___ TEXT PROVIDED
Axial CT section through the optic nerves in a 59 year old male with trauma showing fracture in the posterior part of the lateral wall of the right orbit and the fracture fragment is causing compression on the optic nerve at the optic canal (arrow) and note the normal wide optic canal on left side (arrow head).
Coronal CT scan bone window showing the bony fragment compressing the optic nerve and narrowing the optic foramen (arrow) and note the normal foramen on left side (arrow head).
Sagittal image showing the bony fragment compressing on the optic nerve.Discussion:
- Traumatic optic neuropathy is a devastating potential complication of closed head injury.
- The hallmark of an optic neuropathy, traumatic or otherwise, is a loss of visual function, which can manifest by subnormal visual acuity, visual field loss, or color vision dysfunction.
- Vision loss associated with traumatic optic neuropathy can be partial or complete and temporary or permanent.
______
___ DATASET EXTRACT
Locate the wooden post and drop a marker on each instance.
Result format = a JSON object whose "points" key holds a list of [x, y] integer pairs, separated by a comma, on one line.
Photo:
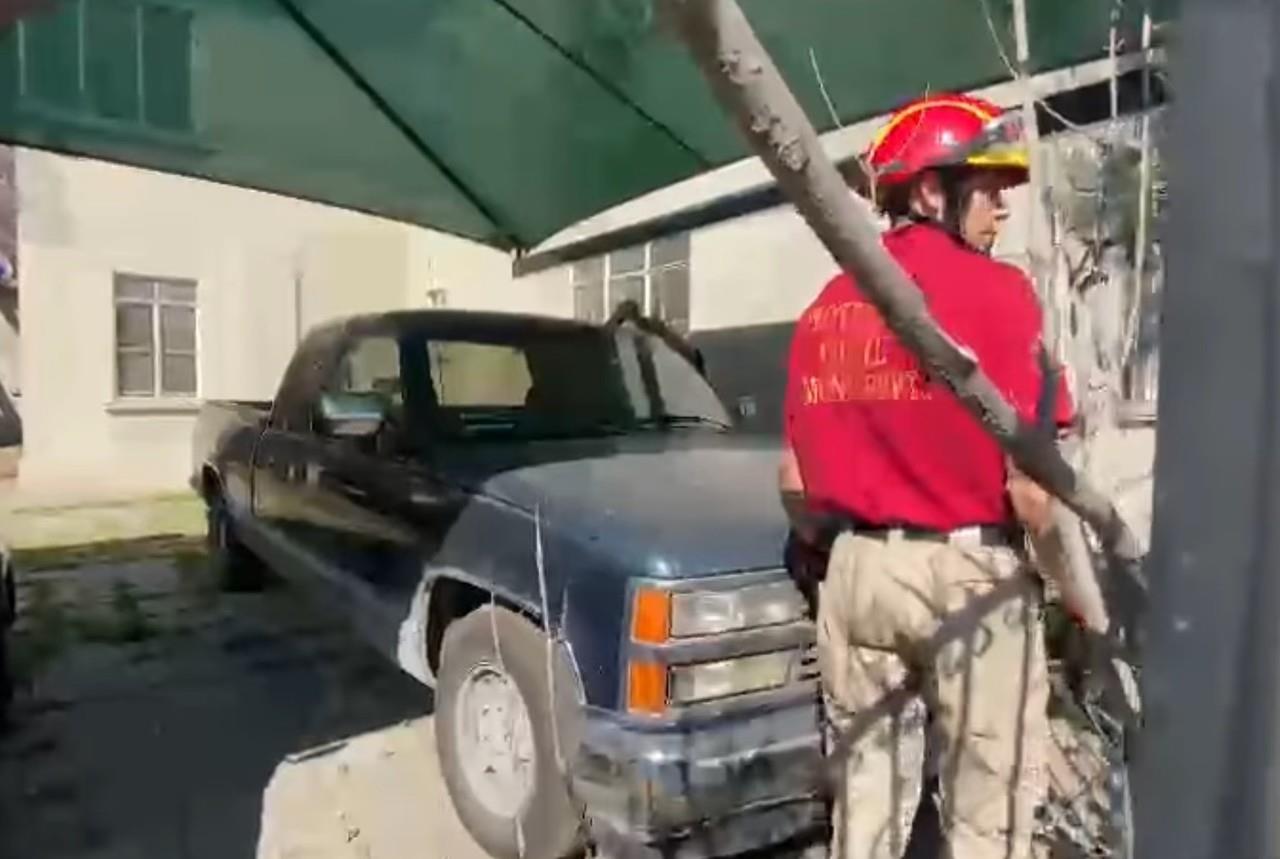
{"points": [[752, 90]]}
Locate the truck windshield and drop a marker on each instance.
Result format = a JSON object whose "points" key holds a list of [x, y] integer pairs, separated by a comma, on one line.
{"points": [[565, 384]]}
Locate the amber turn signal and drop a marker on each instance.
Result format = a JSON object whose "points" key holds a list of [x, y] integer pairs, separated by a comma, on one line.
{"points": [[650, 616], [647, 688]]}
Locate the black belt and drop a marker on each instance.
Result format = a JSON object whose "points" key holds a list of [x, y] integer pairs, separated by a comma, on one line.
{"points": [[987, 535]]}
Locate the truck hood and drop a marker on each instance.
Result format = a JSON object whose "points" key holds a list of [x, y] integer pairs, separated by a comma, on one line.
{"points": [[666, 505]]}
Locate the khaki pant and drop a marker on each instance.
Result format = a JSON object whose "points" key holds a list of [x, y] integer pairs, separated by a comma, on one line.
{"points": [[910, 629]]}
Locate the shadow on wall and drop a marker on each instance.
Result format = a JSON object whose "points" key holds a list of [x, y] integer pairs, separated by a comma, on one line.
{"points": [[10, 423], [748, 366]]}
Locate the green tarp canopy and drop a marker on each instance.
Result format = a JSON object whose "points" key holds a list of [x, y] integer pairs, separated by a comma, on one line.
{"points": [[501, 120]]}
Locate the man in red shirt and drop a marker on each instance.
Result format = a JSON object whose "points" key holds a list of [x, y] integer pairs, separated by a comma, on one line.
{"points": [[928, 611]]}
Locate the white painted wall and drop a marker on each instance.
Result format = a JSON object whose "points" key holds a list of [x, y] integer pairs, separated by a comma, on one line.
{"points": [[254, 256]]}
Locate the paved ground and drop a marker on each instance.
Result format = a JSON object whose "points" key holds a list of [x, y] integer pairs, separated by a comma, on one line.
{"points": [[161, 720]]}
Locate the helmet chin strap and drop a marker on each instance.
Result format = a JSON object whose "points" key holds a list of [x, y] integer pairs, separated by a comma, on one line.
______
### REQUIRED ACTION
Pick up the case report on traumatic optic neuropathy where it stops and carry on from its last sentence.

### EXERCISE OUTPUT
- Best diagnostic test is Thin-slice CT scan of the nose, sinuses, and orbits
- Fractures through the optic canal can be best depicted with thin-section CT scanning (eg, 1.5-mm cuts with 1-mm intervals).
- CT scanning provides adequate imaging of orbital soft tissue and is better than MRI at delineating bony defects.
- It provides an intraoperative road map for the surgeon in patients who require surgical decompression and can be used for image guided endoscopic surgery.
- Treatment is observation, steroids and optic nerve decompression. The decision for surgical decompression should still be based primarily on the clinical examination findings.